## BEGIN Input records
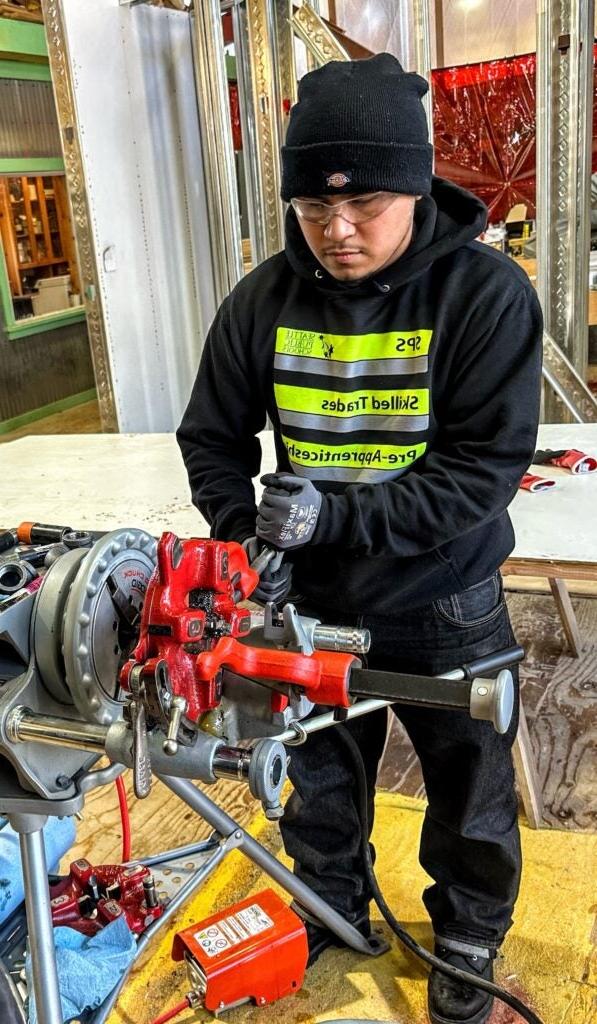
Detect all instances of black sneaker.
[427,944,494,1024]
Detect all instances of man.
[178,53,542,1024]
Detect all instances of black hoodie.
[177,178,543,615]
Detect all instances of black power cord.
[334,725,543,1024]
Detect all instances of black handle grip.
[462,645,524,679]
[0,529,18,551]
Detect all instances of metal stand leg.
[159,775,378,956]
[9,814,62,1024]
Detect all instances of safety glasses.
[290,193,397,224]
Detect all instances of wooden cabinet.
[0,174,80,315]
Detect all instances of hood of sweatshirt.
[285,176,487,295]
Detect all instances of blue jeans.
[281,573,520,949]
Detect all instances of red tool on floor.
[518,473,556,492]
[172,889,308,1013]
[532,449,597,474]
[50,857,164,935]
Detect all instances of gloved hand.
[243,537,292,604]
[255,473,322,551]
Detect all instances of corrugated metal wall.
[0,78,62,160]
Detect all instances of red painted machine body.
[50,857,164,935]
[120,532,359,723]
[172,889,308,1013]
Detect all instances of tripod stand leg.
[9,814,62,1024]
[160,775,377,955]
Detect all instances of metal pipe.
## END Input records
## What is required
Write out all of these lines again, swapping "black" for "dark gray" wherever it appears and changing nothing else. Leave the pictures out.

## Task answer
Detect all instances of dark gray sneaker.
[427,944,494,1024]
Detect all instances of man.
[178,53,542,1024]
Detect all instances of dark gray hoodie.
[177,178,543,615]
Detect all instances of dark gray power cord.
[334,725,543,1024]
Detect all instances of dark gray handle grip.
[462,645,524,679]
[0,529,18,551]
Detect all instances of metal stand leg.
[159,775,378,956]
[9,814,62,1024]
Detect all instances of safety glasses.
[290,193,397,224]
Detect all instances of wooden cabinet.
[0,174,80,315]
Detect all instances of hood of sweatshirt.
[285,176,487,295]
Detect all instances of blue jeans.
[281,573,520,949]
Detect all instances of red tool on floor.
[518,473,556,492]
[172,889,308,1013]
[532,449,597,474]
[50,857,164,935]
Detect all instances of gloved hand.
[243,537,292,604]
[255,473,322,551]
Detect all instances of corrugated metal wall.
[0,78,62,160]
Detect all instances of red painted machine body.
[50,857,164,935]
[120,532,359,723]
[172,889,308,1013]
Detect all instances of tripod stand leg.
[9,814,62,1024]
[160,775,377,955]
Detect all instances of metal pipe.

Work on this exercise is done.